## VORLIEGENDER AUSZUG
==*==
Der ORH empfiehlt wirksame Kontrollmaßnahmen, insbesondere eine stärkere Überwachung und eine bessere technische Unterstützung.

Der ORH hat 2021/2022 zusammen mit den Staatlichen Rechnungsprüfungsämtern Augsburg und Ansbach in einer Querschnittsuntersuchung die manuelle Speicherung einer Nicht-Veranlagung („Interne NV“) für die Veranlagungszeiträume (VZ) 2016 bis 2019 geprüft. Hierzu führte er örtliche Erhebungen bei acht Finanzämtern (FÄ) durch. Der ORH prüfte erstmals gezielt, wie die FÄ dieses Verfahren anwenden. Er prüfte insbesondere, in welchem Ausmaß hierdurch Steuerausfälle drohen und ob Überwachungsdefizite bestehen.

51.1 Ausgangslage

Zu den zentralen Aufgaben der FÄ gehört die Überwachung des Eingangs von Steuererklärungen und deren Bearbeitung (Veranlagung). Die Steuerverwaltung setzt dazu u.a. das elektronische Verfahren MÜSt[1] ein, das den Bearbeitern verschiedene Fachanwendungen und Übersichten bereitstellt. Die Bearbeiter können die Steuerfälle damit automationsgestützt überwachen und haben den gesamten Vorgang im Blick: Steht z.B. noch eine Steuererklärung aus? Sind weitere Maßnahmen, etwa Erinnerungen und Zwangsgeldandrohungen, zu deren Beibringung erforderlich?
==*==
## GESPEICHERTE DATEN
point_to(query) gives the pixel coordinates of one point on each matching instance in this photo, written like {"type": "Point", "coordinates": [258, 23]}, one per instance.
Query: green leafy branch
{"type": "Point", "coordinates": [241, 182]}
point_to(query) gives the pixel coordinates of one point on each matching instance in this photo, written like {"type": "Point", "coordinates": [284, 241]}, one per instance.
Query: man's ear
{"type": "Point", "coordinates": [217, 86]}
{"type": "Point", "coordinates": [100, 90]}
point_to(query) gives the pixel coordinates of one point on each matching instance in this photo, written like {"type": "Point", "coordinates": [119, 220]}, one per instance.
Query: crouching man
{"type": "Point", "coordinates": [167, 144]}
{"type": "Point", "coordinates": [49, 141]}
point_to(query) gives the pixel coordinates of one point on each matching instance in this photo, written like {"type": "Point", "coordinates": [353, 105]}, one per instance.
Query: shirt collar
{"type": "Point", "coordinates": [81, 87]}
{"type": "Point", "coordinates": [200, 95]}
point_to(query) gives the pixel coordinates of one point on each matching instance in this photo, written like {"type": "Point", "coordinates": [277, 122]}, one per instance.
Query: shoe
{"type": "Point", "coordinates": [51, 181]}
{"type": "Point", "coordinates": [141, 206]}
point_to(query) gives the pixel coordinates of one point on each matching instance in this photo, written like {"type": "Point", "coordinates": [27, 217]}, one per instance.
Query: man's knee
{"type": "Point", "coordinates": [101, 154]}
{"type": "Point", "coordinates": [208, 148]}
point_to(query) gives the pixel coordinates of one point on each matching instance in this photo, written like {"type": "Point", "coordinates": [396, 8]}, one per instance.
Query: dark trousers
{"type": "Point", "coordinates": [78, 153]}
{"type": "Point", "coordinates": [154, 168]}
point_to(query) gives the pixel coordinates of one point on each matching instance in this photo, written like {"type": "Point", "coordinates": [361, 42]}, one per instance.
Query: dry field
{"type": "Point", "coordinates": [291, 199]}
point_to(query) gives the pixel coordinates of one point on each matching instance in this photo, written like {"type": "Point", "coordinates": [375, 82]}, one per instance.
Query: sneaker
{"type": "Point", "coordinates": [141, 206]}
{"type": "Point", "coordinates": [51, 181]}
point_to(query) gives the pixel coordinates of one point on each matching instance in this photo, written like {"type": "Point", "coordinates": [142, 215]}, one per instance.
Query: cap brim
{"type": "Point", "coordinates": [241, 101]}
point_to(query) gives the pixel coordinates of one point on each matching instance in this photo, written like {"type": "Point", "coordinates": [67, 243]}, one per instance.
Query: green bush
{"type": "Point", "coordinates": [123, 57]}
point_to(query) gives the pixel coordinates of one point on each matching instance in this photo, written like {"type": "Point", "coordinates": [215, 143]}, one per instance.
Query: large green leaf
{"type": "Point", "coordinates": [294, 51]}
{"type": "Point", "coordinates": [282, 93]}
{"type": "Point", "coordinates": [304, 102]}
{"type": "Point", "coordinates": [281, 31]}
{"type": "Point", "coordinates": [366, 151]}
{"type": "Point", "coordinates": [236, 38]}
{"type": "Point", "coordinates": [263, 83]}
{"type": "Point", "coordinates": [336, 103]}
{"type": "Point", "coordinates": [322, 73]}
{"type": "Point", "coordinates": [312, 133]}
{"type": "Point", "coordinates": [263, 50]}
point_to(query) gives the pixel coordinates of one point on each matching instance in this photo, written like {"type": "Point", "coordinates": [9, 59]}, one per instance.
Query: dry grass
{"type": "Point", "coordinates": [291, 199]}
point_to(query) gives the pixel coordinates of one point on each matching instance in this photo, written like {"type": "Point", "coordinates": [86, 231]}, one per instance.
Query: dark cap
==*==
## ERFORDERLICHE SCHRITTE
a - Gib aus dem Text zur Prüfung der Nicht-Veranlagung den Abschnitt wörtlich wieder, beginnend mit "51.1 Ausgangslage" und weiter bis einschließlich "deren Beibringung erforderlich?".
b - Führe den Text zur Prüfung der Nicht-Veranlagung im Anschluss an seinen letzten Satz weiter.

## LÖSUNGEN
a -
51.1 Ausgangslage

Zu den zentralen Aufgaben der FÄ gehört die Überwachung des Eingangs von Steuererklärungen und deren Bearbeitung (Veranlagung). Die Steuerverwaltung setzt dazu u.a. das elektronische Verfahren MÜSt[1] ein, das den Bearbeitern verschiedene Fachanwendungen und Übersichten bereitstellt. Die Bearbeiter können die Steuerfälle damit automationsgestützt überwachen und haben den gesamten Vorgang im Blick: Steht z.B. noch eine Steuererklärung aus? Sind weitere Maßnahmen, etwa Erinnerungen und Zwangsgeldandrohungen, zu deren Beibringung erforderlich?

b -
Bei seinen Prüfungen fand der ORH in der Vergangenheit immer wieder sog. Interne NV vor. Der Bearbeiter legt damit fest, dass für einen VZ keine Steuerfestsetzung vorzunehmen ist. Der Steuerfall wird damit für diesen VZ bewusst dem maschinellen Überwachungsverfahren MÜSt entzogen und gilt ohne Veranlagung als erledigt. Dadurch wird z.B. nicht mehr an die Abgabe ausstehender Steuererklärungen erinnert. Das Instrument der Internen NV ist für bestimmte, eng umgrenzte Fallkonstellationen vorgesehen. Es handelt sich um ein verwaltungstechnisches Verfahren für interne Zwecke.[2]

51.2 Feststellungen

51.2.1 Anwendung der Internen NV

Seit dem VZ 1963 können Interne NV-Speicherungen durchgeführt werden. Vorgesehen ist eine Interne NV beispielsweise, wenn eine Steuerfestsetzung aufgehoben wurde und keine erneute Festsetzung in diesem Steuerkonto mehr erfolgen soll.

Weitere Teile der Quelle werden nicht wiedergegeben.